(Stored data entries)
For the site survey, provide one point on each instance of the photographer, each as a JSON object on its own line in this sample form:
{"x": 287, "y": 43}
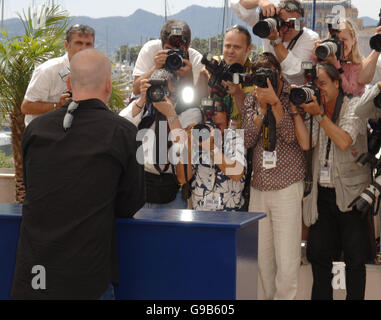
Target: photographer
{"x": 290, "y": 45}
{"x": 348, "y": 59}
{"x": 216, "y": 164}
{"x": 162, "y": 188}
{"x": 154, "y": 56}
{"x": 236, "y": 49}
{"x": 47, "y": 88}
{"x": 277, "y": 180}
{"x": 337, "y": 180}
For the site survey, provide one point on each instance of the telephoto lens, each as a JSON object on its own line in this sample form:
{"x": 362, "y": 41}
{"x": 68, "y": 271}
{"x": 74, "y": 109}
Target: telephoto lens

INSTRUCTIONS TO FOLLOW: Would you transcribe all of the entries above exactly, minus the images?

EXERCISE SOLUTION:
For the site survey, provide one point on each instance of the photographer, each as a JSON object on its own line in this sample form:
{"x": 287, "y": 43}
Target: photographer
{"x": 290, "y": 45}
{"x": 348, "y": 59}
{"x": 216, "y": 164}
{"x": 162, "y": 188}
{"x": 154, "y": 56}
{"x": 236, "y": 49}
{"x": 47, "y": 88}
{"x": 277, "y": 180}
{"x": 337, "y": 180}
For the site survey, provide one point on each instance of the telephoto lens, each as a JSON object on its own line in this sample form:
{"x": 362, "y": 41}
{"x": 68, "y": 271}
{"x": 74, "y": 109}
Target: telephoto lens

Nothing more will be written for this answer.